Selected text:

::::

What Next for Human Evolution?

Most recent answer: 10/22/2007

Q:
The theory goes, us humans had been evolved from monkeys and apes, but will humans further on evolve and generate to another kind of speices?
- the lateral thinker (age 13)
FarmCove, N.Z
A:
Dear LT-

That's a very tough question to answer. There's supposed to be an old Danish saying: it's hard to make predictions, especially about the future.

We can't really guess just by comparison with other mammal species (they usually go extinct without descendants in less than a million years) because humans are so widespread, adopted to an unusually huge range of environments. If we go extinct soon, it will probably be our own doing. Some species (say coelocanth fish) show little change for tens of millions of years, but they don't seem to have much in common with us either.


We can try to figure out what changes will occur by looking at how evolution works, but that doesn't help much either. Evolution makes some predictable changes because different organisms reproduce at somewhat different rates, depending on their genes. Since each generation then has a different genetic mix than the last one, in the long run changes occur in the types of organisms. Most variability in reproductive rates in people now doesn't have much of anything to do with relatively simple things like resistance to disease, running speed, etc. Instead, it involves complicated interactions between people and their societies. These change rapidly on the time scale of biological evolution. So predicting what will become of our species in a million years is nearly impossible. Let's just hope we make it through the next hundred.

The past is easier to keep track of, because there are fossils and DNA evidence. We evolved from other apes. Our last common ancestor with chimps was some 5 to 8 million years ago. The last common ancestor of us (people and chimps) with monkeys was long before that.

Even if our own evolution is too entangled with society to be predictable, some evolution that matters to us is fast and predictable. Smaller organisms, with short generation times, show very rapid evolution. As a result, insects quickly evolve resistance to pesticides, which then have to be used at far higher concentrations than when first introduced, until they finally become useless. More importantly, bacteria evolve resistance to antibiotics. Each antibiotic starts losing its usefulness as soon as it is used on a wide scale. Right now, more or less incurable strains of tuberculosis are becoming a serious problem world-wide. We do some unbelievably stupid things, like giving low levels of antibiotics to millions of livestock, as if we deliberately wanted to breed resistant bacteria. Also, as human society changes, with increasingly dense and interconnected populations, we provide a new medium for new types of bacteria and viruses to evolve to grow in. Human Immunodeficiency Virus (the cause of AIDS) is the most serious current example. It's a particularly fast evolver, too, which greatly complicates the search for vaccines and treatments. You can even keep track of how the strains of HIV evolve in a single person, as various drugs are given or as the immune system that it faces starts to collapse.

For an interesting novel that deals with both the evolution of our diseases and our descendants' evolution, you might want to read Vonnegut's "Galapagos". I won't spoil the ending by saying how it comes out, but perhaps you shouldn't take it too seriously as a scientific prediction.

::::

Records provided:

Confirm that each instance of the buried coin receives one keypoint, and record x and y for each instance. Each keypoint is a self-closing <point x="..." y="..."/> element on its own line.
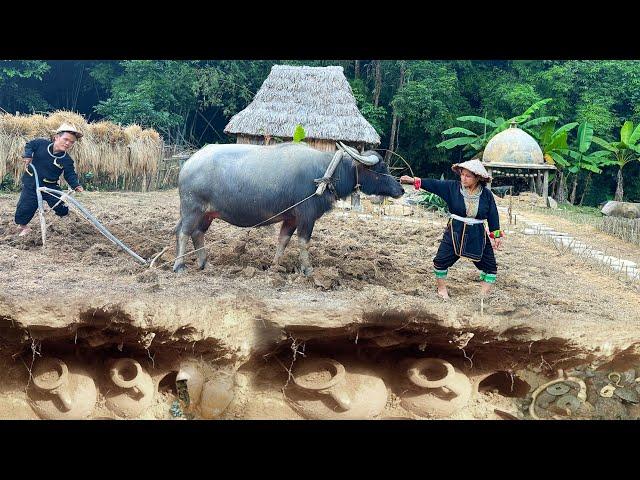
<point x="607" y="391"/>
<point x="558" y="389"/>
<point x="570" y="402"/>
<point x="627" y="395"/>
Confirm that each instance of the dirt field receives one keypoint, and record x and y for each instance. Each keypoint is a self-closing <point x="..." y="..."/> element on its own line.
<point x="371" y="298"/>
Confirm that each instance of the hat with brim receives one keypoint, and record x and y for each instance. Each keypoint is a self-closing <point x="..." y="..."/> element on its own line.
<point x="474" y="166"/>
<point x="67" y="127"/>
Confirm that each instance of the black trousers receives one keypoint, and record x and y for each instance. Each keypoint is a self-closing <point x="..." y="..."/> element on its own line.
<point x="446" y="256"/>
<point x="28" y="203"/>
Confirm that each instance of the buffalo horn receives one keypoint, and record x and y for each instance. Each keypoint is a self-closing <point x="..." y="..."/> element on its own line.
<point x="367" y="160"/>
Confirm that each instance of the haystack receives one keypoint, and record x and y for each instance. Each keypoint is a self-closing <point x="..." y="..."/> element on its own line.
<point x="109" y="151"/>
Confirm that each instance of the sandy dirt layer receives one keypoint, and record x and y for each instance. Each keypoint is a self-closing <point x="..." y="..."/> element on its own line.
<point x="371" y="294"/>
<point x="362" y="266"/>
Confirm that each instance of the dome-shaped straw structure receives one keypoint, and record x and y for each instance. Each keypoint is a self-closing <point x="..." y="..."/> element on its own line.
<point x="515" y="153"/>
<point x="513" y="146"/>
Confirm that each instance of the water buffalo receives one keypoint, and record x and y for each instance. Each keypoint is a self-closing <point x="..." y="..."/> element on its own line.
<point x="246" y="185"/>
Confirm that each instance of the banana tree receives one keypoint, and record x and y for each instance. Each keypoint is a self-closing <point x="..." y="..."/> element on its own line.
<point x="474" y="143"/>
<point x="553" y="143"/>
<point x="624" y="151"/>
<point x="581" y="160"/>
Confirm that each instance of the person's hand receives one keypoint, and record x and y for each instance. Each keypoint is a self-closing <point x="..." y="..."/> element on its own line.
<point x="407" y="179"/>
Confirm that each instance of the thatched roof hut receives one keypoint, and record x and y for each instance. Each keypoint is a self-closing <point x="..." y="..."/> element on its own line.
<point x="318" y="98"/>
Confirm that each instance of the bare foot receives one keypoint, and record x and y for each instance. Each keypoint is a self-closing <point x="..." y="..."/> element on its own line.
<point x="442" y="292"/>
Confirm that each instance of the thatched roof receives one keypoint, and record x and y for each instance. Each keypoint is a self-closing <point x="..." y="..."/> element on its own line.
<point x="318" y="98"/>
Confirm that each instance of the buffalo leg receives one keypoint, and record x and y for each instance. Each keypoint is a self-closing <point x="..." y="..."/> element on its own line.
<point x="186" y="227"/>
<point x="197" y="238"/>
<point x="286" y="230"/>
<point x="304" y="237"/>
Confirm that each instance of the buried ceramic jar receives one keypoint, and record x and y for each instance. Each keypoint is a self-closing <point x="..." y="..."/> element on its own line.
<point x="434" y="388"/>
<point x="210" y="391"/>
<point x="131" y="391"/>
<point x="324" y="389"/>
<point x="59" y="392"/>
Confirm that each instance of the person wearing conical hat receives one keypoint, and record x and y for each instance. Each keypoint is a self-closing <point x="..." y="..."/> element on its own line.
<point x="470" y="204"/>
<point x="51" y="159"/>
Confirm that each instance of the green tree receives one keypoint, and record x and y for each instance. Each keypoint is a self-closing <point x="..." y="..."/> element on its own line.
<point x="158" y="94"/>
<point x="625" y="150"/>
<point x="20" y="85"/>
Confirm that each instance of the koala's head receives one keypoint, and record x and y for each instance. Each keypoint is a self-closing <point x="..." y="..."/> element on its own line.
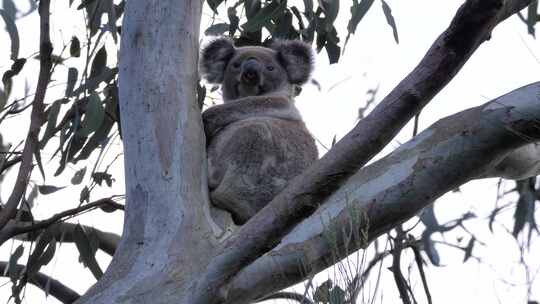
<point x="253" y="70"/>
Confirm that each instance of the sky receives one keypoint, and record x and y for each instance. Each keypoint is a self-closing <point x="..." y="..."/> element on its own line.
<point x="509" y="60"/>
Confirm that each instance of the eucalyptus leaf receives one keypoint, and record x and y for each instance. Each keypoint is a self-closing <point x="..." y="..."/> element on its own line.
<point x="390" y="20"/>
<point x="12" y="32"/>
<point x="264" y="16"/>
<point x="78" y="176"/>
<point x="87" y="255"/>
<point x="217" y="29"/>
<point x="48" y="189"/>
<point x="93" y="117"/>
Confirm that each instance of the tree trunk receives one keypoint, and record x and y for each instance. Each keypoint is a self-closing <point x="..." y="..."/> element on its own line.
<point x="169" y="236"/>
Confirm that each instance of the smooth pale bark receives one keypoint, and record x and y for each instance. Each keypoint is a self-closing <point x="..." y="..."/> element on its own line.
<point x="469" y="28"/>
<point x="167" y="237"/>
<point x="449" y="153"/>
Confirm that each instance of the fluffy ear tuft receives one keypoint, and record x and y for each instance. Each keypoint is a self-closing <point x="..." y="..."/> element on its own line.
<point x="297" y="58"/>
<point x="214" y="59"/>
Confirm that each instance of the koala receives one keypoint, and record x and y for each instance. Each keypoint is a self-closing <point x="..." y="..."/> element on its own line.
<point x="256" y="140"/>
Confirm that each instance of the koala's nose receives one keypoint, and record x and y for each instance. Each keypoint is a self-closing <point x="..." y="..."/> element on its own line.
<point x="251" y="71"/>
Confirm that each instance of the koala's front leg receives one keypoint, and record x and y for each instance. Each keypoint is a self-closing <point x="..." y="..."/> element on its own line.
<point x="218" y="117"/>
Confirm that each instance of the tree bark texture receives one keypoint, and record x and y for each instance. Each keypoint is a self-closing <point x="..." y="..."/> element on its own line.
<point x="173" y="252"/>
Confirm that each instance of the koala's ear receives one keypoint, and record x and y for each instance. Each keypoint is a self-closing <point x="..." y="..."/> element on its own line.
<point x="297" y="58"/>
<point x="214" y="59"/>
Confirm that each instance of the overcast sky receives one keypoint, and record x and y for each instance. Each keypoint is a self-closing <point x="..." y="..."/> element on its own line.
<point x="372" y="59"/>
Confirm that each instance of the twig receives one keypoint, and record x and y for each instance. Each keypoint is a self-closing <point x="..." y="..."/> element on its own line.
<point x="11" y="231"/>
<point x="58" y="290"/>
<point x="471" y="26"/>
<point x="287" y="296"/>
<point x="419" y="264"/>
<point x="65" y="231"/>
<point x="31" y="143"/>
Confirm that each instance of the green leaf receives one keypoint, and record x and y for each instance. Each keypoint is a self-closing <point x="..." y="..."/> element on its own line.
<point x="358" y="11"/>
<point x="42" y="254"/>
<point x="390" y="19"/>
<point x="308" y="8"/>
<point x="91" y="84"/>
<point x="15" y="256"/>
<point x="468" y="249"/>
<point x="322" y="292"/>
<point x="267" y="13"/>
<point x="111" y="17"/>
<point x="78" y="176"/>
<point x="12" y="32"/>
<point x="337" y="295"/>
<point x="85" y="195"/>
<point x="284" y="28"/>
<point x="532" y="17"/>
<point x="217" y="29"/>
<point x="52" y="116"/>
<point x="48" y="189"/>
<point x="214" y="4"/>
<point x="93" y="117"/>
<point x="87" y="254"/>
<point x="75" y="47"/>
<point x="233" y="21"/>
<point x="99" y="177"/>
<point x="31" y="197"/>
<point x="331" y="10"/>
<point x="99" y="63"/>
<point x="72" y="79"/>
<point x="252" y="8"/>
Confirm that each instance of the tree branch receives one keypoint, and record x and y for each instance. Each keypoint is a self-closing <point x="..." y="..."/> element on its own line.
<point x="49" y="285"/>
<point x="11" y="230"/>
<point x="64" y="231"/>
<point x="471" y="26"/>
<point x="451" y="152"/>
<point x="31" y="143"/>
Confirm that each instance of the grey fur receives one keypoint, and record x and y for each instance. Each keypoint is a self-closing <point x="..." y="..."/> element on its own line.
<point x="257" y="141"/>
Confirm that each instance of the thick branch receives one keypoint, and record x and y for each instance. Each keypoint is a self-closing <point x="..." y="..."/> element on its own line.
<point x="451" y="152"/>
<point x="58" y="290"/>
<point x="471" y="26"/>
<point x="31" y="143"/>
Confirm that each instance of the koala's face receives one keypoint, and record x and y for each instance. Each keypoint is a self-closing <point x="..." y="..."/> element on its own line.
<point x="251" y="71"/>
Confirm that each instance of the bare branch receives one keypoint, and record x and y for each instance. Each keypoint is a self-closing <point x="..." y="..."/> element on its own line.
<point x="11" y="230"/>
<point x="65" y="231"/>
<point x="449" y="153"/>
<point x="31" y="143"/>
<point x="471" y="26"/>
<point x="287" y="296"/>
<point x="49" y="285"/>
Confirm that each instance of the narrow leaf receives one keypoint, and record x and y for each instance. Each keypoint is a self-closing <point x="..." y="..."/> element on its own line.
<point x="15" y="256"/>
<point x="52" y="117"/>
<point x="78" y="176"/>
<point x="72" y="78"/>
<point x="48" y="189"/>
<point x="99" y="63"/>
<point x="390" y="19"/>
<point x="264" y="15"/>
<point x="75" y="47"/>
<point x="216" y="29"/>
<point x="13" y="33"/>
<point x="93" y="117"/>
<point x="87" y="255"/>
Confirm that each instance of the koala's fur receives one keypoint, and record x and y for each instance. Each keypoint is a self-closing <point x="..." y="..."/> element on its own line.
<point x="257" y="141"/>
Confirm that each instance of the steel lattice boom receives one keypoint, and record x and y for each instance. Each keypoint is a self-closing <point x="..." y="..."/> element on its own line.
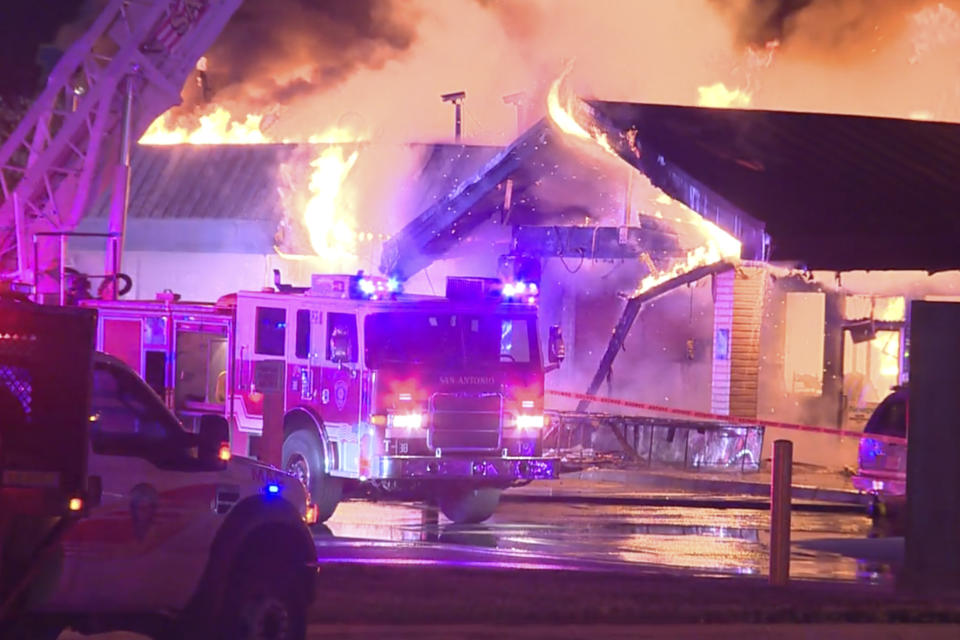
<point x="137" y="54"/>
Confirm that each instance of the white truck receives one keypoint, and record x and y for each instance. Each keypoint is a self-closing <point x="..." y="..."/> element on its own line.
<point x="149" y="527"/>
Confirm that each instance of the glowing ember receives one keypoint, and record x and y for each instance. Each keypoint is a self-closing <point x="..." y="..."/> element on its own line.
<point x="718" y="95"/>
<point x="563" y="108"/>
<point x="331" y="232"/>
<point x="217" y="127"/>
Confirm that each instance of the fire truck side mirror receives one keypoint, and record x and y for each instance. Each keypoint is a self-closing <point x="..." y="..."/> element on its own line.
<point x="340" y="348"/>
<point x="556" y="349"/>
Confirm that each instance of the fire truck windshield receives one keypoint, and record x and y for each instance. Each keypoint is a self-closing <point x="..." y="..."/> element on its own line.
<point x="450" y="340"/>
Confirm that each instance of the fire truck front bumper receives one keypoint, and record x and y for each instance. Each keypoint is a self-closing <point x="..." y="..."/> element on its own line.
<point x="495" y="469"/>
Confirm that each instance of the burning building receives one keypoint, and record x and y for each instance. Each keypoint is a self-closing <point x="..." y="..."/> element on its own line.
<point x="610" y="201"/>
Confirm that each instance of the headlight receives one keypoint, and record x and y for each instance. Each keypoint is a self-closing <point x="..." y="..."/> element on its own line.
<point x="530" y="421"/>
<point x="405" y="420"/>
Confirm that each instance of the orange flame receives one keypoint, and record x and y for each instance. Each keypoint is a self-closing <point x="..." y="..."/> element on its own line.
<point x="717" y="245"/>
<point x="331" y="230"/>
<point x="719" y="96"/>
<point x="216" y="127"/>
<point x="562" y="112"/>
<point x="714" y="244"/>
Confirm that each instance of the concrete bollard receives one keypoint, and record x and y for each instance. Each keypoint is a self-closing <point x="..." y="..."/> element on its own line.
<point x="781" y="490"/>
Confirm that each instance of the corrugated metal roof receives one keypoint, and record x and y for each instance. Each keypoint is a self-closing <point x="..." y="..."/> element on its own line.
<point x="192" y="181"/>
<point x="241" y="182"/>
<point x="835" y="191"/>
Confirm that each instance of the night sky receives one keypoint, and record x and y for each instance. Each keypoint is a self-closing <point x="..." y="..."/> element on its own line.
<point x="24" y="26"/>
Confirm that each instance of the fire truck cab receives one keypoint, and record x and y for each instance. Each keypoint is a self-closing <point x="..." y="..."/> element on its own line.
<point x="358" y="389"/>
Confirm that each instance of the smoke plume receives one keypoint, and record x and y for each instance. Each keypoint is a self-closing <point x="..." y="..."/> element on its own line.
<point x="827" y="29"/>
<point x="274" y="51"/>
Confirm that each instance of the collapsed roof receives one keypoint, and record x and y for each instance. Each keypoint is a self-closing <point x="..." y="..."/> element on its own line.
<point x="835" y="192"/>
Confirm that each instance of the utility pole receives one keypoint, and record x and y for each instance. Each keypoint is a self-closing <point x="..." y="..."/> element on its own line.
<point x="457" y="100"/>
<point x="519" y="101"/>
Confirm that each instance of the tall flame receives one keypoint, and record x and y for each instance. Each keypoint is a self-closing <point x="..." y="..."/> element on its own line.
<point x="216" y="127"/>
<point x="562" y="110"/>
<point x="331" y="232"/>
<point x="718" y="245"/>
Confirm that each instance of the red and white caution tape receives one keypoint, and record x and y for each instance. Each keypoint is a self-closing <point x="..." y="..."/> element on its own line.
<point x="689" y="413"/>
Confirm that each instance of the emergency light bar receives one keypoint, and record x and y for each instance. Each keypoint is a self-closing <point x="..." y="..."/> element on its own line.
<point x="466" y="288"/>
<point x="356" y="287"/>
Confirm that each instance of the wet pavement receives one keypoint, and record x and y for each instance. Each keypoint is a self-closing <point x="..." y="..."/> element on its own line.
<point x="572" y="535"/>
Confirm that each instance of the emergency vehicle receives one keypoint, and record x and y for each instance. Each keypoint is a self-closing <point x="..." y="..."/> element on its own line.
<point x="378" y="393"/>
<point x="113" y="516"/>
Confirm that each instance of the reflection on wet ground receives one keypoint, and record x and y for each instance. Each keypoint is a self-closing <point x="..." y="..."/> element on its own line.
<point x="730" y="541"/>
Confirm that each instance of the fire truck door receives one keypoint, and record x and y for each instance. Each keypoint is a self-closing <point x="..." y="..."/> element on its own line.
<point x="200" y="375"/>
<point x="340" y="386"/>
<point x="261" y="338"/>
<point x="305" y="372"/>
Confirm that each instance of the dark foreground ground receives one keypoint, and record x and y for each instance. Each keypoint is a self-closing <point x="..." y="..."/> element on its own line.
<point x="426" y="595"/>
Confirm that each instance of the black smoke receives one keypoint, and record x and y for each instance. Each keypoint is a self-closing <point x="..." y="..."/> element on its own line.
<point x="826" y="28"/>
<point x="274" y="51"/>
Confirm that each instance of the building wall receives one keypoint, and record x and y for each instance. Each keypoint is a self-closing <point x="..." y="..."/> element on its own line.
<point x="840" y="395"/>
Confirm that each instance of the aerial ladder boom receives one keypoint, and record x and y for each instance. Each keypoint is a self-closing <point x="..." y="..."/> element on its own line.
<point x="104" y="92"/>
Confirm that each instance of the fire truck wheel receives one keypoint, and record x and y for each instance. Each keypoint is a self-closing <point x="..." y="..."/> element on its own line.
<point x="469" y="505"/>
<point x="303" y="456"/>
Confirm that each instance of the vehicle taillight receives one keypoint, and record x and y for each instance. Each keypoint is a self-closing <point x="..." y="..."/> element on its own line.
<point x="525" y="421"/>
<point x="405" y="420"/>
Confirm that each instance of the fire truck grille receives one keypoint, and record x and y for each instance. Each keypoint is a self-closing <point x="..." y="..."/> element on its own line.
<point x="465" y="422"/>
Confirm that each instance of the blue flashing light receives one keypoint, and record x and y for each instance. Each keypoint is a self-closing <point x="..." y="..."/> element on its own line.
<point x="512" y="290"/>
<point x="367" y="287"/>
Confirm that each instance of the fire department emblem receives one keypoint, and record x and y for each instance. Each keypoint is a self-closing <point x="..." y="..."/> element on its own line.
<point x="340" y="394"/>
<point x="143" y="509"/>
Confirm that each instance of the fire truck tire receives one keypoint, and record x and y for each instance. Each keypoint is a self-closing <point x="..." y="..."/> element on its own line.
<point x="469" y="505"/>
<point x="303" y="456"/>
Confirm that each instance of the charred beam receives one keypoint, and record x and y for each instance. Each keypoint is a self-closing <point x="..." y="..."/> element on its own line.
<point x="629" y="315"/>
<point x="604" y="243"/>
<point x="443" y="225"/>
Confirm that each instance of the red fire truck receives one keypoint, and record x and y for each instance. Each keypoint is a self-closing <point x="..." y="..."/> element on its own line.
<point x="357" y="388"/>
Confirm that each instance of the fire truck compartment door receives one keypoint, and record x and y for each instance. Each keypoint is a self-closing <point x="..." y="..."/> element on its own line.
<point x="340" y="387"/>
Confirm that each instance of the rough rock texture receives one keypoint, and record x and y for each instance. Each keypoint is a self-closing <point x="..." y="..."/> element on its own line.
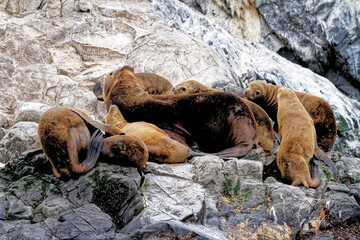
<point x="52" y="52"/>
<point x="322" y="35"/>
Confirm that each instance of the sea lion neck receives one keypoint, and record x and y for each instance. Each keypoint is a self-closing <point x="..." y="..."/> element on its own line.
<point x="271" y="97"/>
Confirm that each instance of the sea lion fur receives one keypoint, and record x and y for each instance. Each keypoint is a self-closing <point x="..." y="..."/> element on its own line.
<point x="215" y="121"/>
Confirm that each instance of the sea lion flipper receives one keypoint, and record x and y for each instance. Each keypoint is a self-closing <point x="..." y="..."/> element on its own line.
<point x="320" y="155"/>
<point x="98" y="91"/>
<point x="112" y="130"/>
<point x="94" y="149"/>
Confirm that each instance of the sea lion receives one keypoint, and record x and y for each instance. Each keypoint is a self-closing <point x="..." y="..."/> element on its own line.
<point x="65" y="138"/>
<point x="297" y="140"/>
<point x="216" y="121"/>
<point x="263" y="123"/>
<point x="324" y="119"/>
<point x="160" y="146"/>
<point x="149" y="82"/>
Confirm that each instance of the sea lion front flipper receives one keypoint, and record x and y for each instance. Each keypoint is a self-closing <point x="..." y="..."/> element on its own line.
<point x="320" y="155"/>
<point x="98" y="91"/>
<point x="94" y="150"/>
<point x="112" y="130"/>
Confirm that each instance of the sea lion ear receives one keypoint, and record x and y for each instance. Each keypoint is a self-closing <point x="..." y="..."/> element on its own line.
<point x="127" y="68"/>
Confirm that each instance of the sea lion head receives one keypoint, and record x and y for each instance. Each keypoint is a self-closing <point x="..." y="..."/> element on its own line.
<point x="255" y="90"/>
<point x="297" y="172"/>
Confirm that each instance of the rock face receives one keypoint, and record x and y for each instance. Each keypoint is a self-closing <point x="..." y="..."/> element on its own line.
<point x="322" y="35"/>
<point x="52" y="52"/>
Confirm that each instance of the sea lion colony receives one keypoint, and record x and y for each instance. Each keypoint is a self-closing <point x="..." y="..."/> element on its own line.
<point x="218" y="122"/>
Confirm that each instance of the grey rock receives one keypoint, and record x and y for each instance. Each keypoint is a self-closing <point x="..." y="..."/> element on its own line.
<point x="86" y="222"/>
<point x="321" y="36"/>
<point x="21" y="137"/>
<point x="341" y="205"/>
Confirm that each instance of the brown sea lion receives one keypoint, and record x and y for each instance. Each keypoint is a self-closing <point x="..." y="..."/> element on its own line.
<point x="149" y="82"/>
<point x="297" y="140"/>
<point x="324" y="119"/>
<point x="161" y="147"/>
<point x="67" y="139"/>
<point x="216" y="121"/>
<point x="263" y="123"/>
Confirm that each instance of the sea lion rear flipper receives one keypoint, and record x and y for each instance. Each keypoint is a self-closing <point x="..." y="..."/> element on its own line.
<point x="94" y="150"/>
<point x="320" y="155"/>
<point x="30" y="153"/>
<point x="98" y="91"/>
<point x="112" y="130"/>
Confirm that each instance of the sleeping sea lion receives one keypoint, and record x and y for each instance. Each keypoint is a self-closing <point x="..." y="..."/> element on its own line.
<point x="160" y="146"/>
<point x="73" y="145"/>
<point x="297" y="140"/>
<point x="216" y="121"/>
<point x="149" y="82"/>
<point x="263" y="123"/>
<point x="324" y="119"/>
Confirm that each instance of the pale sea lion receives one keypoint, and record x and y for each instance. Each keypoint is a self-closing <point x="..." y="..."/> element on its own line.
<point x="160" y="146"/>
<point x="216" y="121"/>
<point x="73" y="145"/>
<point x="297" y="140"/>
<point x="263" y="123"/>
<point x="149" y="82"/>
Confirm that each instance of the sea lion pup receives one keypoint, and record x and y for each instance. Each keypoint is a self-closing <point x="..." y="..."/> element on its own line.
<point x="65" y="138"/>
<point x="160" y="146"/>
<point x="149" y="82"/>
<point x="216" y="121"/>
<point x="263" y="123"/>
<point x="297" y="140"/>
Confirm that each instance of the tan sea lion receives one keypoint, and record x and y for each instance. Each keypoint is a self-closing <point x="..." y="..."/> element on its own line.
<point x="297" y="140"/>
<point x="67" y="139"/>
<point x="149" y="82"/>
<point x="263" y="123"/>
<point x="161" y="147"/>
<point x="216" y="121"/>
<point x="324" y="119"/>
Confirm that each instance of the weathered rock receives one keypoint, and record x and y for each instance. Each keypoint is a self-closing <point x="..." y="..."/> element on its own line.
<point x="323" y="36"/>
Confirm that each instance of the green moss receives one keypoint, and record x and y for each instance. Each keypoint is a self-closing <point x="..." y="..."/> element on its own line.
<point x="245" y="194"/>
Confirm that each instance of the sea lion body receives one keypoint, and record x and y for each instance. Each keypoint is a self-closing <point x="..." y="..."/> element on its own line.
<point x="149" y="82"/>
<point x="297" y="140"/>
<point x="265" y="95"/>
<point x="160" y="146"/>
<point x="215" y="121"/>
<point x="263" y="123"/>
<point x="65" y="138"/>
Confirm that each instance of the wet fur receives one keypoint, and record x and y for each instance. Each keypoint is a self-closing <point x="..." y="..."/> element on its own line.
<point x="215" y="121"/>
<point x="160" y="146"/>
<point x="64" y="137"/>
<point x="297" y="140"/>
<point x="320" y="111"/>
<point x="263" y="123"/>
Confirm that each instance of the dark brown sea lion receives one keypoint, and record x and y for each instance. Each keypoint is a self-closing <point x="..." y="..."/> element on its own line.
<point x="297" y="140"/>
<point x="160" y="146"/>
<point x="149" y="82"/>
<point x="263" y="123"/>
<point x="216" y="121"/>
<point x="73" y="145"/>
<point x="324" y="119"/>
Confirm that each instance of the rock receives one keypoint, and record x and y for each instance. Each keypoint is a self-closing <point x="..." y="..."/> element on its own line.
<point x="323" y="36"/>
<point x="30" y="112"/>
<point x="21" y="137"/>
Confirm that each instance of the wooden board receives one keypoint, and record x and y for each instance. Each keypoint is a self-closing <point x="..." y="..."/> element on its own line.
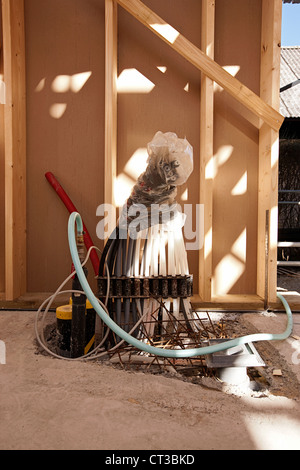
<point x="15" y="147"/>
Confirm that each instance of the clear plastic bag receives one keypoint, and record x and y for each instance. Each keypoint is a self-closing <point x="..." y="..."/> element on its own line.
<point x="170" y="163"/>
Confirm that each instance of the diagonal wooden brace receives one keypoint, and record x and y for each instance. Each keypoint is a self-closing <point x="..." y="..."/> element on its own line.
<point x="204" y="63"/>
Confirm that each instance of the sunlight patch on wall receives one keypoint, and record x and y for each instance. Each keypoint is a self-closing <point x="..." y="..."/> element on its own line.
<point x="41" y="85"/>
<point x="166" y="31"/>
<point x="241" y="186"/>
<point x="132" y="81"/>
<point x="239" y="246"/>
<point x="57" y="110"/>
<point x="74" y="83"/>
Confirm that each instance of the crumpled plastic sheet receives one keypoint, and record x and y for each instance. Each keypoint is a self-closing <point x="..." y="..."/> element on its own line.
<point x="169" y="164"/>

::::

Task brief: Write out the passage of the text on human evolution starting at "What Next for" and ending at "about the future.", word for word.

Result:
What Next for Human Evolution?

Most recent answer: 10/22/2007

Q:
The theory goes, us humans had been evolved from monkeys and apes, but will humans further on evolve and generate to another kind of speices?
- the lateral thinker (age 13)
FarmCove, N.Z
A:
Dear LT-

That's a very tough question to answer. There's supposed to be an old Danish saying: it's hard to make predictions, especially about the future.